- [WHAT THE EXERCISE ASKS] Within this material, find every line where the string "sign" appears, and copy it out.

*** Opening of LISTED ENTRIES ***

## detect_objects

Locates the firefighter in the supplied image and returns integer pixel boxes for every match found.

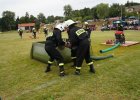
[43,27,48,37]
[63,20,95,75]
[64,30,77,68]
[115,22,125,44]
[18,28,23,39]
[44,23,66,76]
[84,22,92,38]
[32,28,36,39]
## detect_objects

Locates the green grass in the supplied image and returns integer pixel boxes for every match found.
[0,30,140,100]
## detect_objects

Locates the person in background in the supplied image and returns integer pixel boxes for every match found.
[84,22,92,38]
[18,28,23,39]
[43,27,48,37]
[63,20,95,75]
[32,28,36,39]
[44,23,66,77]
[115,21,125,44]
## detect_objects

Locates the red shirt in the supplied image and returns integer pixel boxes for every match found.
[115,31,124,34]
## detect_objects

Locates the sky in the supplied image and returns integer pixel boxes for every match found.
[0,0,140,18]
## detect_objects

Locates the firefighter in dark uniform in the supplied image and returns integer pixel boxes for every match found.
[18,28,23,39]
[45,23,66,76]
[65,30,77,67]
[43,27,48,37]
[64,20,95,75]
[32,28,36,39]
[115,22,125,44]
[84,22,92,38]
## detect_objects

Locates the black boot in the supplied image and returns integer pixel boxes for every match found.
[89,65,95,73]
[59,66,65,77]
[45,64,51,72]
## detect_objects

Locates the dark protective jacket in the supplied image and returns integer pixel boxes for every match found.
[67,25,89,47]
[46,28,65,47]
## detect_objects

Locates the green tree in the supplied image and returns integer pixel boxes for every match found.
[71,10,81,18]
[19,16,26,23]
[1,11,16,31]
[125,12,138,18]
[15,16,19,29]
[96,3,109,19]
[80,8,91,19]
[83,16,93,21]
[81,8,92,21]
[91,7,98,19]
[72,17,82,22]
[34,19,40,31]
[25,12,30,23]
[71,8,92,21]
[19,15,36,23]
[19,12,31,24]
[0,18,2,31]
[29,15,37,23]
[54,16,64,21]
[64,4,73,20]
[46,15,55,24]
[109,3,121,17]
[37,13,46,23]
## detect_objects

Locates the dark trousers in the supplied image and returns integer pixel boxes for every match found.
[19,32,23,38]
[45,41,64,64]
[71,46,77,58]
[33,32,36,39]
[76,39,92,67]
[71,46,77,66]
[115,34,125,44]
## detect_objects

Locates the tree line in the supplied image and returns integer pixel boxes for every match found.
[0,11,64,32]
[0,1,140,32]
[64,2,140,21]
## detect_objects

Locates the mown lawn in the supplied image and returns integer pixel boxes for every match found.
[0,30,140,100]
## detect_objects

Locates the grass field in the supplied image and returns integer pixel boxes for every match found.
[0,30,140,100]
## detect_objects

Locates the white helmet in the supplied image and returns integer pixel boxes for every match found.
[84,22,88,25]
[55,23,64,31]
[64,19,76,28]
[44,26,46,29]
[32,28,35,30]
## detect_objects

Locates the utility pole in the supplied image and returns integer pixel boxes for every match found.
[137,12,140,26]
[121,4,123,21]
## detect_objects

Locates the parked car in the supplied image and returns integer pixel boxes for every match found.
[101,25,110,31]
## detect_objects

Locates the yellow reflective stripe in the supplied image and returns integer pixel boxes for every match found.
[59,63,64,66]
[48,61,53,64]
[47,32,53,37]
[87,62,93,66]
[60,71,64,73]
[76,29,86,36]
[76,67,81,69]
[71,57,76,59]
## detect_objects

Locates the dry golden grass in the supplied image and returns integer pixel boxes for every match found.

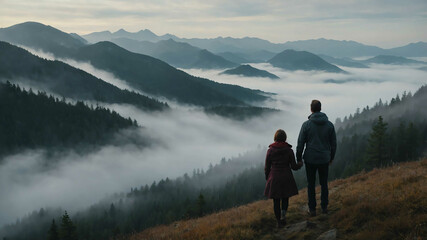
[129,159,427,240]
[330,160,427,239]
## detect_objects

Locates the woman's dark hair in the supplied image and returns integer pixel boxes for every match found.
[274,129,287,142]
[311,100,321,112]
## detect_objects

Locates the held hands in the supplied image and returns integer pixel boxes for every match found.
[297,161,303,169]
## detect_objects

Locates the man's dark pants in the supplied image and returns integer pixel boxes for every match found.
[305,162,329,211]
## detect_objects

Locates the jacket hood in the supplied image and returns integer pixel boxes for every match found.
[269,141,292,148]
[308,112,328,125]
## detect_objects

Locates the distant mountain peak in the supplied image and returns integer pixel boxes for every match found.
[86,41,127,51]
[7,21,54,31]
[268,49,345,73]
[164,38,176,43]
[0,21,85,56]
[162,33,177,38]
[387,41,427,57]
[138,29,155,34]
[405,41,427,46]
[69,33,88,44]
[199,49,210,54]
[15,21,42,26]
[115,28,129,34]
[92,30,112,34]
[221,64,279,79]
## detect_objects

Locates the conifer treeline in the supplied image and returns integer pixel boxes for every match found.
[330,85,427,178]
[0,81,138,158]
[47,212,78,240]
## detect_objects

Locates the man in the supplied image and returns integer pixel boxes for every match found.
[296,100,337,216]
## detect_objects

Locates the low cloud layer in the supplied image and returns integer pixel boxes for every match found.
[187,62,427,122]
[0,55,426,226]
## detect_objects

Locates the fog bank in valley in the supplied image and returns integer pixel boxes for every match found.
[0,50,426,226]
[186,62,426,124]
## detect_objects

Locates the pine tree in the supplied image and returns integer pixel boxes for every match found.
[366,116,388,168]
[197,193,206,217]
[395,94,400,103]
[47,219,59,240]
[112,226,121,240]
[109,203,116,218]
[396,122,407,162]
[59,211,78,240]
[406,122,419,160]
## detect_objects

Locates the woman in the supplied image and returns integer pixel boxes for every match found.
[264,129,302,228]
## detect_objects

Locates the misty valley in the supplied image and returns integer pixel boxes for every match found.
[0,22,426,240]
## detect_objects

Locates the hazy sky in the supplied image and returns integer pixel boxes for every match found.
[1,0,426,48]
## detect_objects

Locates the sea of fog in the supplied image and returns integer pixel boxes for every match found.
[0,52,426,226]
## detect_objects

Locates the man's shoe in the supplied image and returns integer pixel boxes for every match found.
[307,208,316,217]
[280,210,286,221]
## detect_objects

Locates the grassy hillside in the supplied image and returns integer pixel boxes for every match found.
[131,159,427,240]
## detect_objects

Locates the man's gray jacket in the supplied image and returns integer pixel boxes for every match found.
[296,112,337,164]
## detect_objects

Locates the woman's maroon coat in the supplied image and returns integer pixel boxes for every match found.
[264,142,300,199]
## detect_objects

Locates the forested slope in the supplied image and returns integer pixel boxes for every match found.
[0,82,138,158]
[331,85,427,178]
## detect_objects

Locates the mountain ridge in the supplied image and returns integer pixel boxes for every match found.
[83,28,179,43]
[0,22,267,107]
[81,28,427,57]
[109,37,238,69]
[363,55,426,65]
[388,41,427,57]
[71,41,266,106]
[319,54,369,68]
[0,41,168,111]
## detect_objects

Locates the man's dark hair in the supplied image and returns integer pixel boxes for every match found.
[311,100,321,112]
[274,129,287,142]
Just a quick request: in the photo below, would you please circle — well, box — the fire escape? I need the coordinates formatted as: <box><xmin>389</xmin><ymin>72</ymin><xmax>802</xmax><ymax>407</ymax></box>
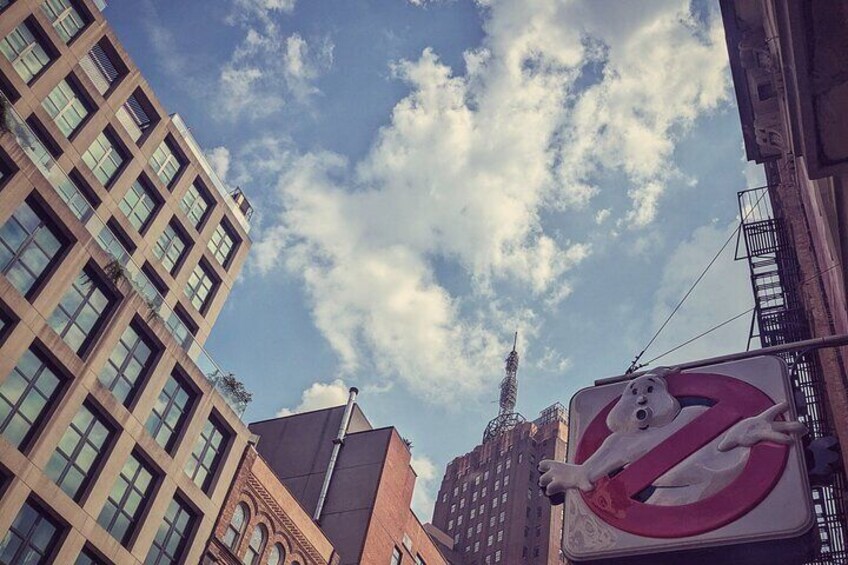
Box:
<box><xmin>737</xmin><ymin>183</ymin><xmax>848</xmax><ymax>563</ymax></box>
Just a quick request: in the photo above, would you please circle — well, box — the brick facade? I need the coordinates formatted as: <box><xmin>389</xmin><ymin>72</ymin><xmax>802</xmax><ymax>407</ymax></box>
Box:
<box><xmin>204</xmin><ymin>446</ymin><xmax>339</xmax><ymax>565</ymax></box>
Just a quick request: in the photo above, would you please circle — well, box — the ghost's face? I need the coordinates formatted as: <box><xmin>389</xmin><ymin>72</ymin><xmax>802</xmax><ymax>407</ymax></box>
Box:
<box><xmin>606</xmin><ymin>374</ymin><xmax>681</xmax><ymax>433</ymax></box>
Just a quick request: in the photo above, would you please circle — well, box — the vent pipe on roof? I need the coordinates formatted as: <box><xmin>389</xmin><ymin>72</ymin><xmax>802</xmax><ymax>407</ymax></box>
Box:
<box><xmin>313</xmin><ymin>386</ymin><xmax>359</xmax><ymax>522</ymax></box>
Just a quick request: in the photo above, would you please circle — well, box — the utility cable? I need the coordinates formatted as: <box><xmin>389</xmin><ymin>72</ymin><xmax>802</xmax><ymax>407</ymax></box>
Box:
<box><xmin>626</xmin><ymin>188</ymin><xmax>770</xmax><ymax>374</ymax></box>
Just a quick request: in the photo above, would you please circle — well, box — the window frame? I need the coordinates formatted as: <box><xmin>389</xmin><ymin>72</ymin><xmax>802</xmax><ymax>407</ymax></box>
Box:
<box><xmin>148</xmin><ymin>137</ymin><xmax>184</xmax><ymax>189</ymax></box>
<box><xmin>40</xmin><ymin>0</ymin><xmax>89</xmax><ymax>45</ymax></box>
<box><xmin>184</xmin><ymin>260</ymin><xmax>217</xmax><ymax>314</ymax></box>
<box><xmin>97</xmin><ymin>450</ymin><xmax>156</xmax><ymax>546</ymax></box>
<box><xmin>222</xmin><ymin>501</ymin><xmax>249</xmax><ymax>551</ymax></box>
<box><xmin>243</xmin><ymin>523</ymin><xmax>267</xmax><ymax>565</ymax></box>
<box><xmin>41</xmin><ymin>75</ymin><xmax>90</xmax><ymax>139</ymax></box>
<box><xmin>180</xmin><ymin>180</ymin><xmax>211</xmax><ymax>229</ymax></box>
<box><xmin>0</xmin><ymin>498</ymin><xmax>62</xmax><ymax>565</ymax></box>
<box><xmin>47</xmin><ymin>265</ymin><xmax>116</xmax><ymax>357</ymax></box>
<box><xmin>82</xmin><ymin>129</ymin><xmax>125</xmax><ymax>187</ymax></box>
<box><xmin>184</xmin><ymin>414</ymin><xmax>229</xmax><ymax>493</ymax></box>
<box><xmin>208</xmin><ymin>220</ymin><xmax>237</xmax><ymax>269</ymax></box>
<box><xmin>0</xmin><ymin>20</ymin><xmax>53</xmax><ymax>85</ymax></box>
<box><xmin>98</xmin><ymin>321</ymin><xmax>158</xmax><ymax>407</ymax></box>
<box><xmin>145</xmin><ymin>370</ymin><xmax>194</xmax><ymax>453</ymax></box>
<box><xmin>118</xmin><ymin>176</ymin><xmax>160</xmax><ymax>233</ymax></box>
<box><xmin>145</xmin><ymin>495</ymin><xmax>195</xmax><ymax>565</ymax></box>
<box><xmin>152</xmin><ymin>220</ymin><xmax>189</xmax><ymax>275</ymax></box>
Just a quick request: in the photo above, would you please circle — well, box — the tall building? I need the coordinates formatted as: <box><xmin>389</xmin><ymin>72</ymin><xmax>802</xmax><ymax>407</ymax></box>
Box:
<box><xmin>0</xmin><ymin>0</ymin><xmax>256</xmax><ymax>563</ymax></box>
<box><xmin>721</xmin><ymin>0</ymin><xmax>848</xmax><ymax>562</ymax></box>
<box><xmin>203</xmin><ymin>445</ymin><xmax>340</xmax><ymax>565</ymax></box>
<box><xmin>249</xmin><ymin>388</ymin><xmax>449</xmax><ymax>565</ymax></box>
<box><xmin>430</xmin><ymin>342</ymin><xmax>568</xmax><ymax>565</ymax></box>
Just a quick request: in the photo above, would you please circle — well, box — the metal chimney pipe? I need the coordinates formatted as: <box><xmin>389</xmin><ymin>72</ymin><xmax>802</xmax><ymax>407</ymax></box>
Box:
<box><xmin>313</xmin><ymin>386</ymin><xmax>359</xmax><ymax>522</ymax></box>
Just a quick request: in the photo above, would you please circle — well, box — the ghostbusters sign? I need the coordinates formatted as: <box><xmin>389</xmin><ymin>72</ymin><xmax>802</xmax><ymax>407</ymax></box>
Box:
<box><xmin>540</xmin><ymin>357</ymin><xmax>814</xmax><ymax>562</ymax></box>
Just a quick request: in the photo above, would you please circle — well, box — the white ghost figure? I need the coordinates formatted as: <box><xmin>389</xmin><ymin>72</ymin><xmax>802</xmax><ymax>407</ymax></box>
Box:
<box><xmin>539</xmin><ymin>368</ymin><xmax>808</xmax><ymax>506</ymax></box>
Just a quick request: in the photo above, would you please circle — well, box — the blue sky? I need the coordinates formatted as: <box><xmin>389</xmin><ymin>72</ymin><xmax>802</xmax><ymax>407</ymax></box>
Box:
<box><xmin>106</xmin><ymin>0</ymin><xmax>764</xmax><ymax>519</ymax></box>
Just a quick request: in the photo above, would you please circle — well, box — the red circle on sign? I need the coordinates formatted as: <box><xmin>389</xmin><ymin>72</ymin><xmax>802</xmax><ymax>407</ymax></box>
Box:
<box><xmin>575</xmin><ymin>373</ymin><xmax>789</xmax><ymax>538</ymax></box>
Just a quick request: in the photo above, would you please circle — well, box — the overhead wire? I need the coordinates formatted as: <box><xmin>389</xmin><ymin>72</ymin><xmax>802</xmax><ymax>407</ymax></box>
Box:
<box><xmin>625</xmin><ymin>188</ymin><xmax>770</xmax><ymax>374</ymax></box>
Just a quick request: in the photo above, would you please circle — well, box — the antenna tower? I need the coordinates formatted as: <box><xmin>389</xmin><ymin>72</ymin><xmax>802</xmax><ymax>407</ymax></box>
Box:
<box><xmin>483</xmin><ymin>332</ymin><xmax>526</xmax><ymax>442</ymax></box>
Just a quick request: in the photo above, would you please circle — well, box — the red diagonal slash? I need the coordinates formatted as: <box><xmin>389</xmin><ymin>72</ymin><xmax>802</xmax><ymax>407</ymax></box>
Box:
<box><xmin>574</xmin><ymin>373</ymin><xmax>790</xmax><ymax>538</ymax></box>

*** Close of LISTED ENTRIES ***

- [RESPONSE TO THIS TASK]
Just a quick request: in the photo above, would you please circle — well, box — the ghostbusters sign? I need the coordinates formatted as: <box><xmin>389</xmin><ymin>72</ymin><xmax>802</xmax><ymax>407</ymax></box>
Just a quick request: in the photo above, would you please circle — well, box — the red circle on sign? I need the coordinates formatted as: <box><xmin>389</xmin><ymin>72</ymin><xmax>802</xmax><ymax>407</ymax></box>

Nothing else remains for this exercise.